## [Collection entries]
:::

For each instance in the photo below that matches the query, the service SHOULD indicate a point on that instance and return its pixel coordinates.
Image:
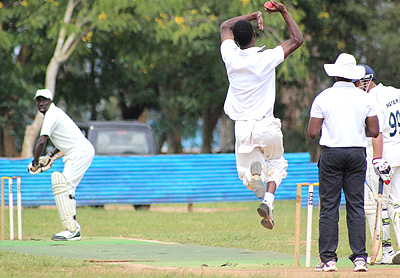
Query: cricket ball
(268, 4)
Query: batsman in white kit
(383, 160)
(78, 154)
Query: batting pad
(64, 202)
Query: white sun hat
(44, 93)
(345, 66)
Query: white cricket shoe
(266, 211)
(329, 266)
(396, 258)
(386, 258)
(67, 235)
(360, 265)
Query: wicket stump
(11, 206)
(309, 223)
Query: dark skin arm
(295, 37)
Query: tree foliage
(161, 58)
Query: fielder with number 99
(383, 159)
(78, 155)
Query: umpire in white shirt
(343, 116)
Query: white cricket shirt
(63, 132)
(387, 104)
(343, 108)
(251, 75)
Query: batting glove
(34, 168)
(44, 160)
(382, 168)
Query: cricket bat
(377, 239)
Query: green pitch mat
(147, 252)
(154, 253)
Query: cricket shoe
(266, 211)
(396, 258)
(360, 265)
(329, 266)
(387, 257)
(67, 235)
(256, 183)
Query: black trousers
(341, 168)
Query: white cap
(345, 66)
(44, 93)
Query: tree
(79, 19)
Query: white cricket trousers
(76, 164)
(260, 141)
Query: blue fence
(160, 179)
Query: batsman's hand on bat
(34, 168)
(275, 7)
(383, 169)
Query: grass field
(215, 224)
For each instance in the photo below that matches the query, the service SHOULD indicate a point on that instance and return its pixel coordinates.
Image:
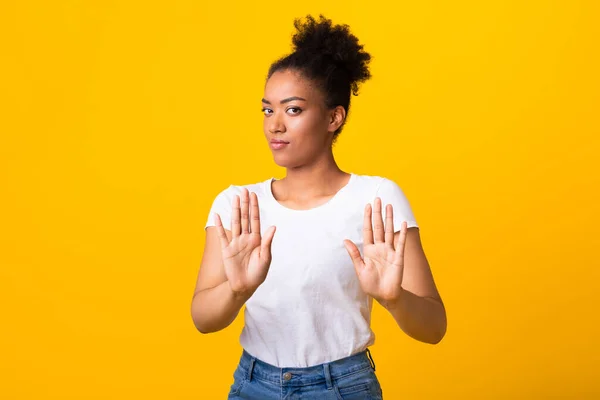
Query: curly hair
(331, 57)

:::

## [Exercise prompt]
Do not copy pictures. Restate exactly the lines from the one containing "Query: wicket stump" through the last line of the records.

## [Answer box]
Query: wicket stump
(11, 206)
(309, 223)
Query: dark skin arm
(295, 37)
Query: tree foliage
(161, 58)
Query: fielder with number 99
(383, 159)
(78, 155)
Query: umpire in white shirt
(343, 116)
Query: white cricket shirt
(63, 132)
(387, 104)
(343, 108)
(251, 75)
Query: batting glove
(34, 168)
(44, 160)
(382, 168)
Query: cricket bat
(377, 239)
Query: green pitch mat
(147, 252)
(154, 253)
Query: cricket shoe
(266, 211)
(396, 258)
(360, 265)
(329, 266)
(387, 257)
(67, 235)
(256, 183)
Query: black trousers
(341, 168)
Query: white cap
(345, 66)
(44, 93)
Query: tree
(79, 19)
Query: white cricket trousers
(76, 164)
(260, 141)
Query: blue fence
(160, 179)
Query: batsman's hand on bat
(34, 168)
(275, 7)
(383, 169)
Query: grass field
(215, 224)
For each instance in the photo below that matches the query, the service SHOULD indicate a point on that instance and return its pixel coordinates.
Image:
Query: curly hair
(331, 57)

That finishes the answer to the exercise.